(Day 327) More of the Designing Data-Intensive Applications book

Ivan Ivanov · November 23, 2024

data-eng theory applying-knowledge

Hello :) Today is Day 327!

A quick summary of today:

Designing Data-Intensive Applications: Chapter 2
some more sql practice

Designing Data-Intensive Applications: Chapter 2. Data Models and Query Languages

I read and listened at the same time the book + audio version (this might be a viable learning strategy 😆), so here is a summary of ch. 2 ~

Relational Model vs. Document Model: A Comparative Overview

Relational model

origin: introduced by edgar codd in 1970, gaining widespread adoption through rdbms implementations by the 1980s
structure: organizes data in tables (rows and columns) with relationships defined via foreign keys
strengths:
- excellent support for joins and complex queries
- enforces strict schemas, ensuring data consistency
- broad adoption and a mature ecosystem
use cases: ideal for transaction processing, batch processing, and general-purpose web applications
challenges:
- impedance mismatch with object-oriented programming
- scalability concerns for massive datasets or high write loads

Document model

origin: emerged during the nosql movement in the 2010s to address scalability and flexibility challenges
structure: stores data in json, xml, or binary formats, allowing nested and flexible schemas
strengths:
- schema flexibility supports dynamic, evolving data structures
- improved performance for read-heavy workloads due to data locality
- simplifies application code for hierarchical or document-like data
use cases: frequently used in web apps, content management systems, and applications with deeply nested data
challenges:
- limited support for joins and many-to-many relationships
- lack of schema enforcement can result in inconsistencies
- performance degrades with large, frequently updated documents

Key Concepts

object-relational mismatch: discrepancy between object-oriented programming and relational models, often addressed with ORM frameworks
normalization: ensures consistency and reduces redundancy but can complicate queries
joins: relational databases excel here, while document databases often struggle
schema flexibility: document databases allow schema-less or schema-on-read approaches, accommodating rapidly changing data needs

Convergence of models

relational databases adopting document features: many RDBMS now support JSON/XML, enabling hybrid approaches
document databases adding relational capabilities: some incorporate joins and relational features
future outlook: the convergence trend suggests databases will increasingly handle both structured and unstructured data seamlessly

Choosing the right model should align with the application’s needs, balancing scalability, flexibility, and query complexity.

* [Supplied information]:
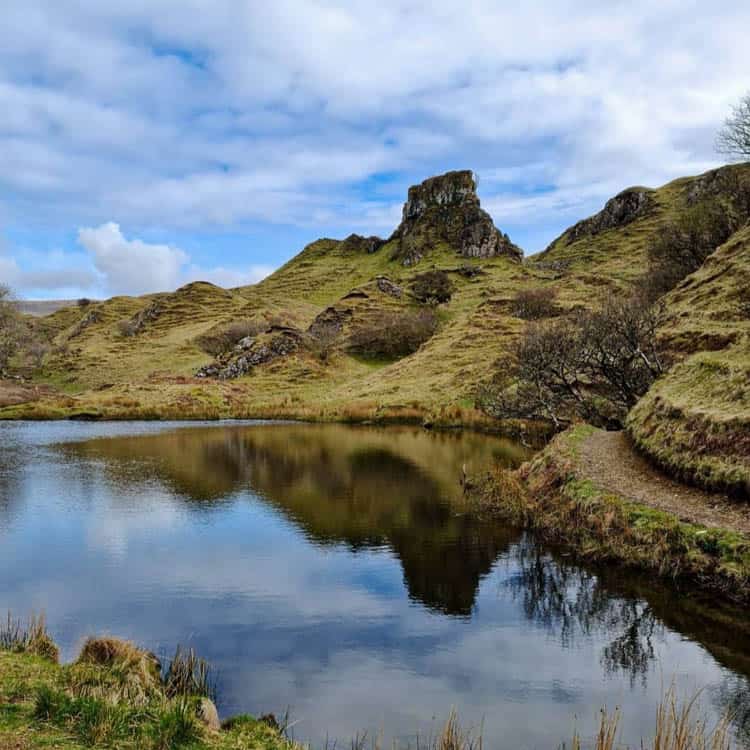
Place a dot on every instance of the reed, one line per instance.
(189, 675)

==

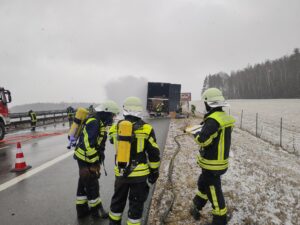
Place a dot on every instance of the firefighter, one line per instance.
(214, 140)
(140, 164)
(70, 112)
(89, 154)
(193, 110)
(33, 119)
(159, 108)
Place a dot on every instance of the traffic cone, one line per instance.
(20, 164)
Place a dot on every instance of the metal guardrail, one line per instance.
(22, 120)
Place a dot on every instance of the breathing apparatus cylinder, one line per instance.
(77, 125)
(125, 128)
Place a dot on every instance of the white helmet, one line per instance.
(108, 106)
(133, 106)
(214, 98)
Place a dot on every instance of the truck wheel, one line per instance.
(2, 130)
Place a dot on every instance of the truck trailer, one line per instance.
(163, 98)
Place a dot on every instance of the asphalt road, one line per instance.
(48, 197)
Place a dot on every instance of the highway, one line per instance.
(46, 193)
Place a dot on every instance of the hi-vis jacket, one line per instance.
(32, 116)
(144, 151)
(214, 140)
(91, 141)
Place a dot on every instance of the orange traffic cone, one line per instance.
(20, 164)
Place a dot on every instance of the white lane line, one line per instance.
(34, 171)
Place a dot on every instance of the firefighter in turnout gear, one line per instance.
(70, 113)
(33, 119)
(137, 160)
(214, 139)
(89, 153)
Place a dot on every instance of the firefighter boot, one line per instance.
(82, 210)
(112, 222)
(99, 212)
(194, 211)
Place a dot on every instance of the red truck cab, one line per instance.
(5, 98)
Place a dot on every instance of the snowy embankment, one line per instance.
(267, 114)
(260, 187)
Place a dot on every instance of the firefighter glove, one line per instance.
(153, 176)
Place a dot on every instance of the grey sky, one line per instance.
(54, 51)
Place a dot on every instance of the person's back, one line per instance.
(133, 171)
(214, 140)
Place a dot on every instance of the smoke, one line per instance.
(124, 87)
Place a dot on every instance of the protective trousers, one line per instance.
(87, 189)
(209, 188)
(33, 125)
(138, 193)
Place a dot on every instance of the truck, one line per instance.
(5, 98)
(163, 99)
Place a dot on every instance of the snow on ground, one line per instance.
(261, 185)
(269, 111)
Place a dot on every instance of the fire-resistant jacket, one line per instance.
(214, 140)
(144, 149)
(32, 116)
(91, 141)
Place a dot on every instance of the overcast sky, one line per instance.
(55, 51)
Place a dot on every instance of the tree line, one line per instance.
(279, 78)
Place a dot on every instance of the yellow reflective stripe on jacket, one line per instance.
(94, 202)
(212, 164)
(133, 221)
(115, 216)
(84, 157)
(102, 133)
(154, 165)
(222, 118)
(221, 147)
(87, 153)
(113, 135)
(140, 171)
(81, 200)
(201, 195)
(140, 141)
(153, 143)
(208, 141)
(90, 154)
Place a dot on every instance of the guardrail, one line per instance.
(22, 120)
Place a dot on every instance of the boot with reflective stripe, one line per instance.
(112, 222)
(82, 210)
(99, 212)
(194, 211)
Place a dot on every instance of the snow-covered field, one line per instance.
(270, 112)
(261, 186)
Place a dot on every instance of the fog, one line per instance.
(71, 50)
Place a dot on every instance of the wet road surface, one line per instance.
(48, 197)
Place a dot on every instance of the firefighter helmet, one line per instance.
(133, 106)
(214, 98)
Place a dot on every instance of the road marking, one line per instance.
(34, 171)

* [Problems to work on]:
#1 From the reading notes, transcribe the passage that begins at the words "Convergence of models" and ends after "and query complexity.".
#2 Put this sentence from the reading notes into Spanish: "Choosing the right model should align with the application’s needs, balancing scalability, flexibility, and query complexity."

* [Exercise responses]:
#1
Convergence of models

relational databases adopting document features: many RDBMS now support JSON/XML, enabling hybrid approaches
document databases adding relational capabilities: some incorporate joins and relational features
future outlook: the convergence trend suggests databases will increasingly handle both structured and unstructured data seamlessly

Choosing the right model should align with the application’s needs, balancing scalability, flexibility, and query complexity.

#2 La elección del modelo adecuado debe ajustarse a las necesidades de la aplicación, equilibrando la escalabilidad, la flexibilidad y la complejidad de las consultas.